━━━━━ Texte fourni
Le Dictatus papæ est un recueil de vingt-sept propositions conservé dans les archives du Vatican parmi des documents relatifs au pontificat de Grégoire VII. Il se trouve entre deux lettres signées de ce pape, l'une et l'autre datées de . Les propositions du Dictatus papæ ressemblent à des décrets juridiques. Cependant, ce texte n'a jamais fait l'objet d'une promulgation officielle. Il pourrait s'agir de prises de notes dans des compilations de droit canonique.

Nature du document[modifier | modifier le code]

Le titre Dictatus papæ qui figure sur ce document peut se traduire par « affirmations du Pape » ou encore par « décrets du Pape », ou encore « les dits du pape », ou « dictée du pape ». Le texte n'a pas la forme habituelle des décrets pontificaux : il n'est ni signé, ni daté, il ne comporte ni introduction, ni conclusion, et il n'est adressé à personne en particulier. Il s'agit seulement d'une liste de propositions numérotées de 1 à 27. Le titre renvoie à l'idée d'une « dictée » et il signale simplement que le rédacteur de ce document a écrit des propos du Pape.

Le contenu des propositions du Dictatus Papæ ressemble à celui de documents plus anciens. Il s'agit, selon Félix Rocquain, de notes de travail prises par le Pape dans différents recueils de droit canonique[1]. En aucun cas le Dictatus Papæ ne peut être tenu pour un décret ayant fait l'objet en l'état d'une promulgation officielle.
━━━━━━━━━━
━━━━━ Données fournies
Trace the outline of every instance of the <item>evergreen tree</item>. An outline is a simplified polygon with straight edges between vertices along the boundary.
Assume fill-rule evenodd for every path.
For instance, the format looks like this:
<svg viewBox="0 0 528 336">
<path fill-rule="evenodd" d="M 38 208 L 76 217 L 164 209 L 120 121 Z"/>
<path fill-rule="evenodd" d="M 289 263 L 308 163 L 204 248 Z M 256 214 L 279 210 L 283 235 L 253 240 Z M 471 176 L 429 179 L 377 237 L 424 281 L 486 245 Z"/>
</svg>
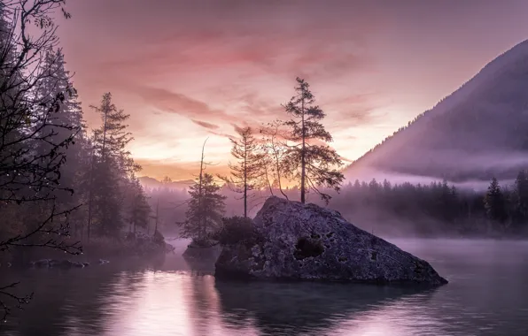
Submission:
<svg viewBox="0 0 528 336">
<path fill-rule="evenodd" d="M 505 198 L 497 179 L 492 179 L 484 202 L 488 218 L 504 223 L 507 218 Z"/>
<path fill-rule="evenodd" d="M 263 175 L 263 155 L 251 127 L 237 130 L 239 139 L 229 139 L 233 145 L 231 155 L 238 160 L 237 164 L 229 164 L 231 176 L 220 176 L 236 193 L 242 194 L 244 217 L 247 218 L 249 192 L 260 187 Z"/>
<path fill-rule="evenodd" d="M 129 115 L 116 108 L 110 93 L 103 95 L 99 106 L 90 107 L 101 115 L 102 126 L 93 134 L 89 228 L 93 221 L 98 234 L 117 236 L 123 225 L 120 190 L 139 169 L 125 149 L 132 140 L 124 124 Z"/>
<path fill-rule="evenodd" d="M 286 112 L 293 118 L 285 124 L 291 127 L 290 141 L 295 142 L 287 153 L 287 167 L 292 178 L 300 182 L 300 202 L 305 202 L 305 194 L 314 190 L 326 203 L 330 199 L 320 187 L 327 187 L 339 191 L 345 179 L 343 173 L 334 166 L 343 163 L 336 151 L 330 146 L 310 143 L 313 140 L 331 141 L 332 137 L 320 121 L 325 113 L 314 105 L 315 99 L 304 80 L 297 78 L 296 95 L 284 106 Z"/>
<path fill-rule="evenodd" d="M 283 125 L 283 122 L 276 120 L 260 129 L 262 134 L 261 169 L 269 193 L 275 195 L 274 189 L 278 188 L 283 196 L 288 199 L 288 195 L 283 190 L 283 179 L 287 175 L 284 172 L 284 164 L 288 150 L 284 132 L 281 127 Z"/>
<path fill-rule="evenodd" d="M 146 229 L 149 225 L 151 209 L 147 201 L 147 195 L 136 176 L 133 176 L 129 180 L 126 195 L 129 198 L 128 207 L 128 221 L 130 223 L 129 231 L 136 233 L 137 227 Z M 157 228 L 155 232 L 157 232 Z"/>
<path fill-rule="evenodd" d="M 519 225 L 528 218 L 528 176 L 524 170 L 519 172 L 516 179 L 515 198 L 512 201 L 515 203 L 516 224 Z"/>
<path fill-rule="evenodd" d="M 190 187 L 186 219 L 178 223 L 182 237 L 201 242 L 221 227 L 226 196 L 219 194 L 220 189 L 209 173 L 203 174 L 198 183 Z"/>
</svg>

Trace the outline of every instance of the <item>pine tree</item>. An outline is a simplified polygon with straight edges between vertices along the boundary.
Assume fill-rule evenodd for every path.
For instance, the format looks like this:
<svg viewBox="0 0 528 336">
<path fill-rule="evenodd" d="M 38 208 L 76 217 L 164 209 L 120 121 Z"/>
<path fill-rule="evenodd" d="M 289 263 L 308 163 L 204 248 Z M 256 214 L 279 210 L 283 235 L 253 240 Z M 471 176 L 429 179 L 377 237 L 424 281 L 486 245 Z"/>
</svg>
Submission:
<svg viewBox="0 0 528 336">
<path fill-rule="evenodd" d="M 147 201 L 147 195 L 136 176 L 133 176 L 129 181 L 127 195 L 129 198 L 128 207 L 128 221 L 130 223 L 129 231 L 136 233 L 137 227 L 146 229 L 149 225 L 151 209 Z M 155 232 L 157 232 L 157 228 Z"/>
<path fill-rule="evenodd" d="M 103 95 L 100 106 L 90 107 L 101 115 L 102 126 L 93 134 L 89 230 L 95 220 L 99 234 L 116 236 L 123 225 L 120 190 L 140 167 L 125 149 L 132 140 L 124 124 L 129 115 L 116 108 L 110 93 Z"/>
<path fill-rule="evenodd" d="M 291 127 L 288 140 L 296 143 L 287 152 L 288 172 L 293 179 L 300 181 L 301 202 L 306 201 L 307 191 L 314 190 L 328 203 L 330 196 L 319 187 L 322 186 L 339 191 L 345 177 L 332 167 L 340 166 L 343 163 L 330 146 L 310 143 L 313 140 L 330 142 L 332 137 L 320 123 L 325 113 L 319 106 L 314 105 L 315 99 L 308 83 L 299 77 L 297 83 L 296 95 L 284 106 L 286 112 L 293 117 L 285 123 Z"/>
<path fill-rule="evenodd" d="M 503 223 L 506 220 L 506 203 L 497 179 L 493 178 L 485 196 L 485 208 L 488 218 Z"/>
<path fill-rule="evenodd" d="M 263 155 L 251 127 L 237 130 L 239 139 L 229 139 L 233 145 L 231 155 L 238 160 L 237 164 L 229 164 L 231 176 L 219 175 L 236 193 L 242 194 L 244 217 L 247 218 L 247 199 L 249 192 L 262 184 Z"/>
━━━━━━━━━━
● À faire
1 - Renvoyez, s'il vous plaît, le passage du texte sur le Dictatus papæ compris entre « Le titre Dictatus » et « propos du Pape. », ces deux bornes incluses, sans rien y changer.
2 - Pour chacune des affirmations suivantes, indiquez par oui ou par non si elle concorde avec le texte sur le Dictatus papæ, en citant mot pour mot les termes qui tranchent : (a) le recueil compte vingt-sept propositions ; (b) le document porte une signature et une date ; (c) Félix Rocquain y voit des notes de travail prises par le Pape dans des recueils de droit canonique.
Les entrées ne sont pas nécessaires pour ce travail.

● Tâches corrigées
1 -
Le titre Dictatus papæ qui figure sur ce document peut se traduire par « affirmations du Pape » ou encore par « décrets du Pape », ou encore « les dits du pape », ou « dictée du pape ». Le texte n'a pas la forme habituelle des décrets pontificaux : il n'est ni signé, ni daté, il ne comporte ni introduction, ni conclusion, et il n'est adressé à personne en particulier. Il s'agit seulement d'une liste de propositions numérotées de 1 à 27. Le titre renvoie à l'idée d'une « dictée » et il signale simplement que le rédacteur de ce document a écrit des propos du Pape.

2 -
(a) Oui : « un recueil de vingt-sept propositions ».
(b) Non : « il n'est ni signé, ni daté ».
(c) Oui : « de notes de travail prises par le Pape dans différents recueils de droit canonique ».